__Material shown__:
========================================================================

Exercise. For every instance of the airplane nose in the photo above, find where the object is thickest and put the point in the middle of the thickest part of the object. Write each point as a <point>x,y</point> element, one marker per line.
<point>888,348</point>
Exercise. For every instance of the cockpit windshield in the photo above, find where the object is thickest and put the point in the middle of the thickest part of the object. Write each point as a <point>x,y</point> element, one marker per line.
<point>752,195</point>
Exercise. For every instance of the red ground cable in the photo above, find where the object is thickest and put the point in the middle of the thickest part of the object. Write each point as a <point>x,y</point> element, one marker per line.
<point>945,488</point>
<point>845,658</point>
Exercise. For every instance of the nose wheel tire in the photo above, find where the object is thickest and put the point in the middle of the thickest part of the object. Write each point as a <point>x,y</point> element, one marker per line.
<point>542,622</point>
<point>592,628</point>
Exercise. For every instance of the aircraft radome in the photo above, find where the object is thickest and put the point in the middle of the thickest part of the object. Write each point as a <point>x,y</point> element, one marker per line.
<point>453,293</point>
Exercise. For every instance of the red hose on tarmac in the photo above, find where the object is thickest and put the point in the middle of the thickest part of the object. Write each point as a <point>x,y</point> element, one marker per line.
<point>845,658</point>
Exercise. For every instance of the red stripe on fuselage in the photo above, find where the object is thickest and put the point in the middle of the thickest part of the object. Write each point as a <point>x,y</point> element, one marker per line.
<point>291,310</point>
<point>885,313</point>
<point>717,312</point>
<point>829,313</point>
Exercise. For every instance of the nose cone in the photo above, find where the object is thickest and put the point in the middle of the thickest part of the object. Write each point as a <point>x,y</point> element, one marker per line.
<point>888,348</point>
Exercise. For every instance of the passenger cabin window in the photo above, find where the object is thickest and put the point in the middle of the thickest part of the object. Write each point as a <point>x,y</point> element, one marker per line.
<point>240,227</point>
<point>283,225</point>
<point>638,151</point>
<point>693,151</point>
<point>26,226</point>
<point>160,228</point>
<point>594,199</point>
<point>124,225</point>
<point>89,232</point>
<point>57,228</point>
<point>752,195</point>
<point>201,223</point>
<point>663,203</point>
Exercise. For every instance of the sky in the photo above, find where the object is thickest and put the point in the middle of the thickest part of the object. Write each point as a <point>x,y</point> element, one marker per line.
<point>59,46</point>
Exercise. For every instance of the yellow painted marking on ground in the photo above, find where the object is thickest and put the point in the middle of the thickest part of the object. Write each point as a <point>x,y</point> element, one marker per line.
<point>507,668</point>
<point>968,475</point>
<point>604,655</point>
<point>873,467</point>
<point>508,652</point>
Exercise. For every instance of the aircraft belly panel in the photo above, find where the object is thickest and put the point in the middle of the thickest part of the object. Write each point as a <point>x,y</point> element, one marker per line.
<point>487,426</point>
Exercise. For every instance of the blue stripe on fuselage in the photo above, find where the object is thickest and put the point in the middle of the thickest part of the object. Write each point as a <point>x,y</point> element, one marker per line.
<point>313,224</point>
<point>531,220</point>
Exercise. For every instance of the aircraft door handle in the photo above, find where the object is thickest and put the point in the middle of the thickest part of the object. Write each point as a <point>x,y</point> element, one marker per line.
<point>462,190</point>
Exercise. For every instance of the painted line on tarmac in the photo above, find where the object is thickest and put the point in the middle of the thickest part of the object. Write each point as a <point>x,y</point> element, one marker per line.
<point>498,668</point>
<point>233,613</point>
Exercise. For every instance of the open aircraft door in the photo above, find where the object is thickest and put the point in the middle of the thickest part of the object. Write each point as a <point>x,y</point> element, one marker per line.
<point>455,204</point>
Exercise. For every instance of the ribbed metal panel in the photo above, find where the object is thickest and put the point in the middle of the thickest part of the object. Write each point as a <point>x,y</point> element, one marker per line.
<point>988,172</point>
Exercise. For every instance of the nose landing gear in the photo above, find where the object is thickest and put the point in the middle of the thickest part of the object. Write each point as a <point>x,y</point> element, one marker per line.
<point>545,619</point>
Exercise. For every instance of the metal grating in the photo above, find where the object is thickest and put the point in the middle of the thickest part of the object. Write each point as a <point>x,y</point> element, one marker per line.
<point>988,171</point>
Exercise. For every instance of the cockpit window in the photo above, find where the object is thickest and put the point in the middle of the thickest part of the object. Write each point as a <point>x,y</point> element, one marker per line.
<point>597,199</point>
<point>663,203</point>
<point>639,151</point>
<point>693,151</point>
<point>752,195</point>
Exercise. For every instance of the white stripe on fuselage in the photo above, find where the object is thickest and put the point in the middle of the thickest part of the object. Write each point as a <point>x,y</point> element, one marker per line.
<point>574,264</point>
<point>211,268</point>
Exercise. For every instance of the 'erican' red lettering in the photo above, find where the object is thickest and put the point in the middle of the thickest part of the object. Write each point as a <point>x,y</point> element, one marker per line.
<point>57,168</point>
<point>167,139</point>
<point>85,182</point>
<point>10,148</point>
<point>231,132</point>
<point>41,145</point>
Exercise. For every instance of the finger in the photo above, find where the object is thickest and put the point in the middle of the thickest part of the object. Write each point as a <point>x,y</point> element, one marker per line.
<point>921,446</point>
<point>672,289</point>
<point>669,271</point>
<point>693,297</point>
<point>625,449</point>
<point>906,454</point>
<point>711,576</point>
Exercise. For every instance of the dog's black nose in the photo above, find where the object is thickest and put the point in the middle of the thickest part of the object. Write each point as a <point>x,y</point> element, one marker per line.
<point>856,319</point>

========================================================================

__Problem to solve__: Please retype the listing above with no line missing.

__Your solution__:
Exercise. For every instance of the airplane nose in the photo above, find where the object is thickest and put the point in the middle of the thickest part of the object. Write each point as a <point>x,y</point> element, one marker per line.
<point>888,348</point>
Exercise. For every instance of the cockpit windshield in the photo above, find where the object is thickest and put the point in the middle of the thickest part of the object. Write each point as a <point>x,y</point> element, one marker per line.
<point>752,195</point>
Exercise. For every instance of the red ground cable in the photo above, find where the object is thickest and put the point in the middle of the thickest part of the object. Write each point as a <point>x,y</point> element, one marker per line.
<point>945,488</point>
<point>845,658</point>
Exercise. For every instance of the nose wheel tire in the photo above, find where the object is thickest and put the point in the middle of the thickest part of the object. Write each point as a <point>x,y</point> element, one marker per line.
<point>542,622</point>
<point>592,628</point>
Exercise. For every instance of the aircraft radome in the photo above, find where the object is thickest and put the point in the middle of the thickest part of the object. Write each point as a <point>x,y</point> element, one marker per line.
<point>453,293</point>
Exercise. For every instance of the red hose on tarmac in the photo above, find where the object is thickest and put the point in the middle of the thickest part of the object. Write each point as a <point>x,y</point> element, one marker per line.
<point>845,658</point>
Exercise. For every instance of the red stripe on fuselage in the photo above, find where the object is thickest and put the point in the middle of the thickest part of the object. Write each point as a <point>x,y</point> element, one marker per line.
<point>291,310</point>
<point>885,313</point>
<point>717,312</point>
<point>829,313</point>
Exercise. For every instance of the nose cone in the photo above, find where the object is thickest and put the point in the middle of the thickest part of the object. Write each point as a <point>x,y</point> element, one marker per line.
<point>888,348</point>
Exercise. For every instance of the passenger cabin window in the photo above, find where the object is thickest and put the point in the middle of the thickest part of the object. Write each point as a <point>x,y</point> element, one marker per line.
<point>240,227</point>
<point>283,225</point>
<point>638,151</point>
<point>693,151</point>
<point>26,226</point>
<point>160,228</point>
<point>594,199</point>
<point>124,225</point>
<point>89,232</point>
<point>57,228</point>
<point>752,195</point>
<point>201,223</point>
<point>663,203</point>
Exercise. For every instance of the sky in the photo above, find where the object is thickest and put the point in the middle of the thickest part of the object. Write each point as a <point>x,y</point> element, one marker per line.
<point>59,46</point>
Exercise. For every instance of the yellow painted marking on ground in the photo above, find where the object is thickest and put the point in the middle of the thickest part of the object. Write each point as a <point>x,y</point> element, one marker per line.
<point>507,668</point>
<point>968,475</point>
<point>604,655</point>
<point>873,467</point>
<point>508,652</point>
Exercise. For every instance of the aircraft belly panel in the photo above, find where the object is thickest and put the point in the middle of the thickest part of the object. Write each point as a <point>x,y</point> element, one marker per line.
<point>487,426</point>
Exercise. For every instance of the blue stripe on fuselage in the photo above, find where the object is thickest and put the point in the middle of the thickest part of the object. Write each point as a <point>x,y</point> element, one marker per line.
<point>313,224</point>
<point>531,220</point>
Exercise. For every instance of the aircraft door handle in the photo above, find where the object is thickest and put the point in the middle of the thickest part of the object. Write each point as a <point>x,y</point> element, one marker per line.
<point>462,190</point>
Exercise. For every instance of the painted line on tarmac in the photo above, find where the object is thickest and put the point in the middle of the thickest part of the object. Write each point as a <point>x,y</point> element, one marker per line.
<point>498,668</point>
<point>233,613</point>
Exercise. For every instance of the open aircraft door in the photo above, find where the object is thickest and put the point in the middle of the thickest part of the object. Write each point as a <point>x,y</point> element, one marker per line.
<point>455,204</point>
Exercise. For every instance of the ribbed metal panel in the photo above, find where the object is thickest and put the point in the middle of the thickest part of the object. Write each point as a <point>x,y</point> element, one marker per line.
<point>988,172</point>
Exercise. For every instance of the nose landing gear in the photo above, find where the object is thickest and put the point in the middle of the thickest part of the object. Write each point as a <point>x,y</point> element, one marker per line.
<point>545,619</point>
Exercise. For every instance of the metal grating in the photo above, find where the object is thickest and put the point in the middle of the thickest part of the object. Write each point as a <point>x,y</point> element, one marker per line.
<point>988,171</point>
Exercise. For every instance of the cockpit window in the photo above, find where the object is thickest and put the point in the middle of the thickest part of the object. Write each point as a <point>x,y</point> element, one marker per line.
<point>597,199</point>
<point>663,203</point>
<point>639,151</point>
<point>693,151</point>
<point>752,195</point>
Exercise. For every instance of the white stripe on fuselage in the photo above, find where the object is thickest and put the point in the middle of the thickest part of the object. Write each point as a <point>x,y</point> element, one marker per line.
<point>574,264</point>
<point>211,268</point>
Exercise. For every instance of the 'erican' red lettering in the photo above, find where the object is thickest and put the point in the middle of the thickest part of the object. Write each point as a <point>x,y</point> element, one marker per line.
<point>57,168</point>
<point>167,139</point>
<point>85,182</point>
<point>10,148</point>
<point>231,132</point>
<point>41,145</point>
Exercise. For every instance of the finger in the photo above, find where the object is thickest and put the point in the middle of the thickest part of the object. Write each point as a <point>x,y</point> element, one marker per line.
<point>921,446</point>
<point>672,289</point>
<point>669,271</point>
<point>693,297</point>
<point>625,449</point>
<point>906,454</point>
<point>711,576</point>
Exercise. For every instance of the dog's black nose in the photo above, find where the object is thickest and put the point in the middle of the thickest part of the object. Write each point as a <point>x,y</point> element, one marker per line.
<point>856,319</point>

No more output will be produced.